- **Extracted records**:

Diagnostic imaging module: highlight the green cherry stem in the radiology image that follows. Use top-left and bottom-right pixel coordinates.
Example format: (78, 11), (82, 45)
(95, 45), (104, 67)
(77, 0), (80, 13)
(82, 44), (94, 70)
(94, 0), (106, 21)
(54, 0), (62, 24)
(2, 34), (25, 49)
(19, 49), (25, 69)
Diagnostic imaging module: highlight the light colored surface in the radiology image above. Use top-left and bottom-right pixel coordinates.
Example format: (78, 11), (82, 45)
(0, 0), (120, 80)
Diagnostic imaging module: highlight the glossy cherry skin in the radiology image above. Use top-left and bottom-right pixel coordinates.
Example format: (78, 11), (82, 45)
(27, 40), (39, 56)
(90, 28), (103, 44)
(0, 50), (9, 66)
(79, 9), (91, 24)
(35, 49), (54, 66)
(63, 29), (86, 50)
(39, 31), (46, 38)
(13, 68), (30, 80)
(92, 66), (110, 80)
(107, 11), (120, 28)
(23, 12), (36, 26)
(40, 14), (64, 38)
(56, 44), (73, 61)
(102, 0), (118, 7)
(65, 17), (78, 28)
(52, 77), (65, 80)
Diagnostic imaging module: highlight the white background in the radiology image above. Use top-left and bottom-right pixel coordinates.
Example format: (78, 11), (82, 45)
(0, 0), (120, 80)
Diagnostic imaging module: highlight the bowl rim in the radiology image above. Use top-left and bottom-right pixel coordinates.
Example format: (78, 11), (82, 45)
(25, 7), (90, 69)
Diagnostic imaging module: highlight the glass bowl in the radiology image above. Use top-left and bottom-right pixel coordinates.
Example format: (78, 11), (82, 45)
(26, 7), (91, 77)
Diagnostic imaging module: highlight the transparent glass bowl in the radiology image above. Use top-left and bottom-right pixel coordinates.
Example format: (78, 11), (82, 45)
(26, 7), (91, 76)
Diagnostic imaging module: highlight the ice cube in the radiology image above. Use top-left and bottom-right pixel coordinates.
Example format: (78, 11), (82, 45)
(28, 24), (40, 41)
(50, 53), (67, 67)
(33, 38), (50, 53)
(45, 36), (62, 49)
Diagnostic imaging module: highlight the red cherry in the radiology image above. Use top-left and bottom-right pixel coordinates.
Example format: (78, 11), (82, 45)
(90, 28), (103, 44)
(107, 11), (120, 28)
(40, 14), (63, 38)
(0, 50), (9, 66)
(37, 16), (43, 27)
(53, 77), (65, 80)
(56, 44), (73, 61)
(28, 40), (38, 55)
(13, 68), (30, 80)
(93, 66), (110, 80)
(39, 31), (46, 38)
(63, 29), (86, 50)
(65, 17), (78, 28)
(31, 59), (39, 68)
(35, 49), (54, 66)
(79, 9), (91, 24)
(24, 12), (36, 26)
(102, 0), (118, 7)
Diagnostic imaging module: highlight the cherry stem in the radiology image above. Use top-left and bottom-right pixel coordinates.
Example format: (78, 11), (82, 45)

- **SET PROBLEM**: Starting with the line with "Diagnostic imaging module: highlight the light" and going on through the line with "(25, 7), (90, 69)", write out those rows again, requests included, and shift every coordinate in the answers up by 23.

- **ANSWER TO THIS PROBLEM**:
Diagnostic imaging module: highlight the light colored surface in the radiology image above. Use top-left and bottom-right pixel coordinates.
Example format: (78, 11), (82, 45)
(23, 23), (143, 103)
Diagnostic imaging module: highlight the glossy cherry skin in the radiology image above. Use top-left and bottom-right pixel coordinates.
Example format: (78, 11), (82, 45)
(50, 63), (62, 79)
(113, 51), (126, 67)
(23, 73), (32, 89)
(102, 32), (114, 47)
(58, 72), (77, 89)
(86, 52), (109, 73)
(62, 54), (69, 61)
(36, 91), (53, 103)
(115, 89), (133, 103)
(130, 34), (143, 51)
(46, 35), (59, 49)
(63, 37), (87, 61)
(79, 67), (96, 84)
(125, 23), (141, 30)
(88, 40), (101, 51)
(75, 100), (88, 103)
Diagnostic imaging module: highlight the white background in the radiology image above. Use top-left and bottom-right pixel coordinates.
Example format: (78, 11), (82, 45)
(23, 23), (143, 103)
Diagnostic imaging module: highlight the bowl rim in the radiology image above. Use top-left and bottom-right pixel coordinates.
Example format: (78, 11), (82, 45)
(48, 30), (113, 92)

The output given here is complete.